■ Problems and tasks
a. Summarize the text about the Micrashell suit in two sentences.
b. Copy the text about the Micrashell suit, beginning at the words "Additionally, as funny" and stopping after "with face masks.", swapping "helmets" for "seat belts".

■ Extract provided

Additionally, we designed a supply system for drinks that ensures nobody besides you has access to your drink. There are a few other characteristics -- like sound quality and certain lighting options -- that will be nice to have, but are not primary.
How do you ensure that Micrashell complies with the government standard for filtration systems?
One good way of seeing, at a glance, what it takes for the filtration system to get approved is to check the guidelines for Approval of Air-Purifying Filtering Facepiece Respirators. Fundamentally, it comes down to following the standards defined by NIOSH and the fitting procedures by OSHA.
There’s also specific guidelines for COVID-19 policy enforcement from the FDA and how to be protected from the CDC, but ultimately, there’s a lot of reading and consulting to third-party experts. Our approach for prototyping is to follow already standardized systems and existing pieces approved by NIOSH and already implemented by other companies like 3M’s 5N11 as a foundation for our work that will need to be then further developed.
What do you foresee as the biggest challenge for people to actually use Micrashell?
Since this could be considered a socialization and culture-driven invention, it will [likely] have a higher rate of socially forward early adopters. People [might not be willing] to change the way things have been for years, but that can also be said in defense of why the suit [is a better option than] virtual platforms or solutions based on social distancing. If it doesn’t [have a great adoption rate], it will likely be because the solution isn’t needed anymore. That would make us happier, as it would mean the pandemic is over and the industry can get back to work.
Additionally, as funny as it sounds, a lot of people will be concerned about how they look in it. It happened in societies when helmets became mandatory, and it’s even happening now with face masks.
Is there an estimated cost for a Micrashell suit?
There are projections, but we are in the prototyping phase and it will fluctuate as new findings and design choices (materials, shapes and other features) are made. It would be premature [to give a specific price] at this point in time. During the current prototyping phase, we are testing materials and components in order to compare possibilities to then decide how can we be cost effective without sacrificing key features.
Until this process is done and we secure quotes from manufacturers based on those choices and constraints, we are unable to share an approximate cost. For example, certain materials or pieces are more difficult or impossible to receive in the U.S. due to certain COVID-related restrictions. However, it is our interest that as many people as possible have access to the suit, so we are trying to keep the cost as low as possible, so the price is not the reason or excuse why potential businesses don't adopt this.
That said, our likely business model is for venues or promoters to own the suits and rent them out on a per-show basis [rather than] users buying them. The idea is for corporations, venues and entertainment groups to absorb the costs of the Micrashell and provide them to consumers when they gather in groups for events, which will also help with ensuring proper sterilization.
What are the next steps in the Micrashell process and to making Micrashell a reality?
Right now, we are in the phase of internal prototyping to spot issues with the current design and improve certain details. Our team (with the help of certain selected partners) is moving forward with implementing the suit physically before an official fabrication process starts. The suit will be broken down into pieces/disciplines and assigned teams of specialists to work on each (electronics, fashion/patterns, materials, ventilation and filtration system, software, systems integration, etc.). It’s actually very similar in nature to the production process of one of our live shows or tour designs.

■ Referring expression pointing data
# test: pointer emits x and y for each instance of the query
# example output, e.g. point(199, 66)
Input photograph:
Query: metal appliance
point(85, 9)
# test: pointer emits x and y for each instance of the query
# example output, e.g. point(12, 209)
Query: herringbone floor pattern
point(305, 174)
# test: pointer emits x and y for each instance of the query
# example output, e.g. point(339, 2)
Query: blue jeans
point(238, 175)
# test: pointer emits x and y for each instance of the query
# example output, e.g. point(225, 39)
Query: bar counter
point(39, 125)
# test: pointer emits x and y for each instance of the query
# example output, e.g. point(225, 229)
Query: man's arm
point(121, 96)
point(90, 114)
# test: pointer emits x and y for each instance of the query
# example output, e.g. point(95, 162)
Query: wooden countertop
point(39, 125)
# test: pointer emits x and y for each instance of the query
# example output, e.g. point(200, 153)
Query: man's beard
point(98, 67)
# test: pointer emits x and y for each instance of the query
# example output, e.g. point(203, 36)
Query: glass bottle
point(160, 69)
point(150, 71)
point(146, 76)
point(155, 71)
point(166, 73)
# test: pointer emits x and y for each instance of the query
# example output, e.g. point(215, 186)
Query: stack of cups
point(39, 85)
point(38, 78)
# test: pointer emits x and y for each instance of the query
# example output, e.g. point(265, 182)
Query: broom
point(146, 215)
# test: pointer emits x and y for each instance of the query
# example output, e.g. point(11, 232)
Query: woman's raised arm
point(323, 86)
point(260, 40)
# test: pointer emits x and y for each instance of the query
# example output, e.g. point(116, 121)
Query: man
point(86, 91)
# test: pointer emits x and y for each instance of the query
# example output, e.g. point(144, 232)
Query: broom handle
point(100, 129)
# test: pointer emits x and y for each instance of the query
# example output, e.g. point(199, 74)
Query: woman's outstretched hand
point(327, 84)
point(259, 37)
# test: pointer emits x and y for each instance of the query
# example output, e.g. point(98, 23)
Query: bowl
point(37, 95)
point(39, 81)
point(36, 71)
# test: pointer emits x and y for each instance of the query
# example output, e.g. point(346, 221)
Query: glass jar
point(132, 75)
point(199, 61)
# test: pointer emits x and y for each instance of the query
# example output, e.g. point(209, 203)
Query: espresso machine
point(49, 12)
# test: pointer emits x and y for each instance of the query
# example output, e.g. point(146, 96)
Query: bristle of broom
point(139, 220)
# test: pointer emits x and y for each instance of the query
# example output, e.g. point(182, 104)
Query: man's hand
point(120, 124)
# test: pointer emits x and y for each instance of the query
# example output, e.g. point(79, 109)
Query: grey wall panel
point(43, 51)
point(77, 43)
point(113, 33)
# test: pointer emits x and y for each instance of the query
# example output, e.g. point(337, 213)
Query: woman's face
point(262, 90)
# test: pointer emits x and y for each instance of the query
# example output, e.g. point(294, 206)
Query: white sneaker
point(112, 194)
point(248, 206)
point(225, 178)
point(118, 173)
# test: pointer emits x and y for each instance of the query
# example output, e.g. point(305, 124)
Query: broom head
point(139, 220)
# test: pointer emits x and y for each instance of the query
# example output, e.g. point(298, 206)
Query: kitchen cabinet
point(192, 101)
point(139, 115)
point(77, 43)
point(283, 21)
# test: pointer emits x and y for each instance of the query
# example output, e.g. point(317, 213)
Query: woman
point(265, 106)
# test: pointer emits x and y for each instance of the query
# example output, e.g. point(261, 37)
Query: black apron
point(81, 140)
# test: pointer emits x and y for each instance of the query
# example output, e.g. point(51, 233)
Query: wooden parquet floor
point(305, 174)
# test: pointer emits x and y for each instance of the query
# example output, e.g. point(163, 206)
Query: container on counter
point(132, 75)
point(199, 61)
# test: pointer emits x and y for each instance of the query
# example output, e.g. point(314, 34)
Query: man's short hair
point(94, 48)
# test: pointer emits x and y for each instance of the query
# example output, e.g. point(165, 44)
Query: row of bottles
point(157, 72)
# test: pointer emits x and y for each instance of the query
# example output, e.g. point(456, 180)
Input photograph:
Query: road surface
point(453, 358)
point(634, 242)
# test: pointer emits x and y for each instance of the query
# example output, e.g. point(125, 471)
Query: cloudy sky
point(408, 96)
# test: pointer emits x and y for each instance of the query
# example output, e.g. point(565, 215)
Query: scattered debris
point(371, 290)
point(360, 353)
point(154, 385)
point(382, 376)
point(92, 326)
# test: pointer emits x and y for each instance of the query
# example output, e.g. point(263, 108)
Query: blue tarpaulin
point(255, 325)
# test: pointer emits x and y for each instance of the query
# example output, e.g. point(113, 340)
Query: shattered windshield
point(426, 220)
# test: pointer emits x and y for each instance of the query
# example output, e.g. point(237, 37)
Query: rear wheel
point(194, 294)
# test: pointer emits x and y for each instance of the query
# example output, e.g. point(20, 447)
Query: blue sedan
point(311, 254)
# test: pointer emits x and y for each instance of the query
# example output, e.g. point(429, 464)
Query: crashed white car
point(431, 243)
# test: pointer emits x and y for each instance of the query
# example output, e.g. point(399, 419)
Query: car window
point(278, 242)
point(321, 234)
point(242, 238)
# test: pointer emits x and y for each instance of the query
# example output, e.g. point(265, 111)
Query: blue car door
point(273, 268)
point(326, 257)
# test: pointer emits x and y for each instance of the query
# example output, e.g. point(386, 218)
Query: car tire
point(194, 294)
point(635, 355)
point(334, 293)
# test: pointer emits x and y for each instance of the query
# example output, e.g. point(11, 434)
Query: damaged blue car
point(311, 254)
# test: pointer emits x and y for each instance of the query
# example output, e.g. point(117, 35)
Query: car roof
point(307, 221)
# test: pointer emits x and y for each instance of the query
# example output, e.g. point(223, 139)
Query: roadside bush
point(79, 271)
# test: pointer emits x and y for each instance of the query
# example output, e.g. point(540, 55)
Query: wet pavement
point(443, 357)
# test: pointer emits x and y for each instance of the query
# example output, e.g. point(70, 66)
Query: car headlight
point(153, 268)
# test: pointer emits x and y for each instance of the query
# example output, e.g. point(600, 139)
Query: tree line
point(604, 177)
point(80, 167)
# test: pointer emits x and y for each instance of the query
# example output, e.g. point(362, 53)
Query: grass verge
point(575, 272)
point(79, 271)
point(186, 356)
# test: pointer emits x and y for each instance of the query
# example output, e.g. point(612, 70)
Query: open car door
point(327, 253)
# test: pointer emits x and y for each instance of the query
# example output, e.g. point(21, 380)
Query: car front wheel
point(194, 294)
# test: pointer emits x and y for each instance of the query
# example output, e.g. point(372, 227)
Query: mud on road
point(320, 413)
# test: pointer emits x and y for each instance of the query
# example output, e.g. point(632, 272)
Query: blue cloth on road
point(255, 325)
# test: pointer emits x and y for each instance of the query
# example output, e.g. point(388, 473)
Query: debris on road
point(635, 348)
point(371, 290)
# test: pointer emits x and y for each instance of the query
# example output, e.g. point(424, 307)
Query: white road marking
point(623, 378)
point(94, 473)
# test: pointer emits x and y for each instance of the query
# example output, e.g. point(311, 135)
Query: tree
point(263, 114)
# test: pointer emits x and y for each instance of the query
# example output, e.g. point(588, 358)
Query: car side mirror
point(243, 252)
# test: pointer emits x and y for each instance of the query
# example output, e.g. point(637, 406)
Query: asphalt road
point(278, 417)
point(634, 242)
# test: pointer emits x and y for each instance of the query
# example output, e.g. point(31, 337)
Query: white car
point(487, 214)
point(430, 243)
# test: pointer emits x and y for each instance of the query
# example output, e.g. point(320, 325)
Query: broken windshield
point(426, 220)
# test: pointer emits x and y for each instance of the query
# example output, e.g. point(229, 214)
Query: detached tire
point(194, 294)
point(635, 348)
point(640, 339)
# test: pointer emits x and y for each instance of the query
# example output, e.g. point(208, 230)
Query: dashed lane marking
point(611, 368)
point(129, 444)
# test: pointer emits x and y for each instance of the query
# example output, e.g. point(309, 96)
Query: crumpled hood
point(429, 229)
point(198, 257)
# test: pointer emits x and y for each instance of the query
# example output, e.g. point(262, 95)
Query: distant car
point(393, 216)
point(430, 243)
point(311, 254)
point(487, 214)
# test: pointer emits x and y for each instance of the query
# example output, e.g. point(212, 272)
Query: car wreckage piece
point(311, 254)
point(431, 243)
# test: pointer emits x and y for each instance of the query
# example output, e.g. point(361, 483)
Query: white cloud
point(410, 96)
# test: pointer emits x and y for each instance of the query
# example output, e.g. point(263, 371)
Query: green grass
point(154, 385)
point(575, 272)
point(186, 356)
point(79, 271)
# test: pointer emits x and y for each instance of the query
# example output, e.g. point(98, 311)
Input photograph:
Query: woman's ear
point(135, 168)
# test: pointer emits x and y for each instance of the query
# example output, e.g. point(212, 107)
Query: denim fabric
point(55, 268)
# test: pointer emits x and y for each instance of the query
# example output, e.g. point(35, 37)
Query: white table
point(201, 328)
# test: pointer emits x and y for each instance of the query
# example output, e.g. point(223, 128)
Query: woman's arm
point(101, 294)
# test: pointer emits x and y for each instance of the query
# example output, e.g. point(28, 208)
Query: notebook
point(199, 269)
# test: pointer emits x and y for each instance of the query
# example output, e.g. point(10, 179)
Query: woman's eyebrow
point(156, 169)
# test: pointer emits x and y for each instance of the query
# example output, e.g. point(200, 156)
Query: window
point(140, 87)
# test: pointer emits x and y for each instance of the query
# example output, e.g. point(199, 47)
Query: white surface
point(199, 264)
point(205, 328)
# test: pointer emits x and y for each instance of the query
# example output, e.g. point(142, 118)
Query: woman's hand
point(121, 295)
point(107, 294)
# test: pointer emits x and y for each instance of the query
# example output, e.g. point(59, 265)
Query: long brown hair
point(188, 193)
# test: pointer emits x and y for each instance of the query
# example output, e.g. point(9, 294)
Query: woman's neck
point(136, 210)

■ Exercise solutions
a. The Micrashell suit is in an internal prototyping phase, and its filtration system builds on standards defined by NIOSH and OSHA and on existing approved pieces such as 3M's 5N11. No cost can be shared yet, the likely business model is for venues or promoters to own the suits and rent them out per show, and people's unwillingness to change and concern about how they look in it may hold back use.

b.
Additionally, as funny as it sounds, a lot of people will be concerned about how they look in it. It happened in societies when seat belts became mandatory, and it’s even happening now with face masks.